** Exercise **
Filter these entries down to the lines that hold the word "below", and show each of them.

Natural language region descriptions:
□ □ □ □ □
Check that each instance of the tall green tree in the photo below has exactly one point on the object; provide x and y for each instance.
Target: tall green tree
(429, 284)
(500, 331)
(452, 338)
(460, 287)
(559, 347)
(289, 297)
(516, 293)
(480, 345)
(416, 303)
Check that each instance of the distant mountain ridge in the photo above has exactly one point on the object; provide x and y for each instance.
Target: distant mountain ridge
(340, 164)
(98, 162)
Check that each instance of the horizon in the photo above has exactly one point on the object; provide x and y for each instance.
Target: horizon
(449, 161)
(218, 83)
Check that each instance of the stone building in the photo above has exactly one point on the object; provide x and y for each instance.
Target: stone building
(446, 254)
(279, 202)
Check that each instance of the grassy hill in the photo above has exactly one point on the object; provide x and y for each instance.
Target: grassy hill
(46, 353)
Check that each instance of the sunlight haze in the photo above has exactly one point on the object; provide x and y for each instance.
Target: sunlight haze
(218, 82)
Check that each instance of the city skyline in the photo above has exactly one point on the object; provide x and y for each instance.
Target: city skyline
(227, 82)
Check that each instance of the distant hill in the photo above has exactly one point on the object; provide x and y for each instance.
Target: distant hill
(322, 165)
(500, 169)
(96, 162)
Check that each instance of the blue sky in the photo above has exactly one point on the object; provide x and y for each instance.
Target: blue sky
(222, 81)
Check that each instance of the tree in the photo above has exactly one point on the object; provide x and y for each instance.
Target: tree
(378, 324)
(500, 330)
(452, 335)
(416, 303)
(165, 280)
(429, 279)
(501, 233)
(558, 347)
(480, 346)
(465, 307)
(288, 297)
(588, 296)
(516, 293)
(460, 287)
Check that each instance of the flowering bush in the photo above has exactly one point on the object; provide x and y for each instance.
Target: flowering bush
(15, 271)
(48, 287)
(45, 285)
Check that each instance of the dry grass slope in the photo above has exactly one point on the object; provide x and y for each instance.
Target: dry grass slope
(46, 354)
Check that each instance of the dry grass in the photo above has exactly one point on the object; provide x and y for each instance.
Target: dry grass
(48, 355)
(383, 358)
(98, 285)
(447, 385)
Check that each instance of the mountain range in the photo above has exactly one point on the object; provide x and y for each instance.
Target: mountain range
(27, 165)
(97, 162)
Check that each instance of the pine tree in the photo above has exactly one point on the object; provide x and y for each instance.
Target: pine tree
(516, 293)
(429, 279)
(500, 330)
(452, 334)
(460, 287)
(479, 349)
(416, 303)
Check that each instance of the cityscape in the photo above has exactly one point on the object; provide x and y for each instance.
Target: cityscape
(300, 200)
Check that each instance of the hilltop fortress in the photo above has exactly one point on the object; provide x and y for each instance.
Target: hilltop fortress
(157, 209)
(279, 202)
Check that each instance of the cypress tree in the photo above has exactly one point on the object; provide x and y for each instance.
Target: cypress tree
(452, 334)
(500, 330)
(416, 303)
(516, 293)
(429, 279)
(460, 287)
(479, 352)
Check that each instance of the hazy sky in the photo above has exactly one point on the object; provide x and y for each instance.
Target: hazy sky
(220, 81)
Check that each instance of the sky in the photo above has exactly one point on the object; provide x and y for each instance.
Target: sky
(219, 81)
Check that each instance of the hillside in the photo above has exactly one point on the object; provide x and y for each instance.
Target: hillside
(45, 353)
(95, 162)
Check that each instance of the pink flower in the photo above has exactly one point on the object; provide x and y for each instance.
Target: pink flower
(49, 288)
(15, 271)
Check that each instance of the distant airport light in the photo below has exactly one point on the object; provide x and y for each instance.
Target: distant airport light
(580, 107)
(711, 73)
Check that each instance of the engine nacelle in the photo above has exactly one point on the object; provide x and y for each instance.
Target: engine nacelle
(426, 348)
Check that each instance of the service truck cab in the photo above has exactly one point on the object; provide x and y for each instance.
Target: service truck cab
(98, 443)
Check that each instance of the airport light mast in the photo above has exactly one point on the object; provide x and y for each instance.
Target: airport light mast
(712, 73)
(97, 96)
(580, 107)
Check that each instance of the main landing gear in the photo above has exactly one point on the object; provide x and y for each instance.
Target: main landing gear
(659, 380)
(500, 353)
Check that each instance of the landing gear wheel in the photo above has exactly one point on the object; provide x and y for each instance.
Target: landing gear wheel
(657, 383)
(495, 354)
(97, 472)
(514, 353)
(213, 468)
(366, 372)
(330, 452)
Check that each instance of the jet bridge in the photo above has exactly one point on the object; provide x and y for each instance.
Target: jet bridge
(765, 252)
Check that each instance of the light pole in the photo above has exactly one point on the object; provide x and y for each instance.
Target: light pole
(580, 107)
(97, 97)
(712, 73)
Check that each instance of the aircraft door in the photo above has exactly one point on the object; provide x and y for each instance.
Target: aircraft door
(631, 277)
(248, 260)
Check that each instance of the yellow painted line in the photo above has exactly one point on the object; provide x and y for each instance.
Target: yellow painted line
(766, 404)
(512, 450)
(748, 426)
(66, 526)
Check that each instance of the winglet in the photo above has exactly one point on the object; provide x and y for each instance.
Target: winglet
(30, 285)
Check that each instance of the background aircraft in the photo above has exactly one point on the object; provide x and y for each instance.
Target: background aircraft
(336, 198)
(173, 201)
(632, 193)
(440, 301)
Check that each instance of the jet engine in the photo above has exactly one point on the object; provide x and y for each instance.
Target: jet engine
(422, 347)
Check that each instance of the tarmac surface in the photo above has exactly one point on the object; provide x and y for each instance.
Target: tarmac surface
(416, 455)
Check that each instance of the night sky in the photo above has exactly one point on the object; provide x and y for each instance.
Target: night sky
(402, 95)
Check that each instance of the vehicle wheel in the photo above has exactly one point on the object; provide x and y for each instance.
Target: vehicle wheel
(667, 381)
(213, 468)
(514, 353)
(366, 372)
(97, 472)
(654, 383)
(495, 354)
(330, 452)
□ □ □ □ □
** Completed task **
Check that each instance of the tall green tree in the photo below has exactly one point on the object; provide x and y for each instance.
Check that each instance of the distant airport light in the photo below has exactly one point on the object; provide x and y for each instance.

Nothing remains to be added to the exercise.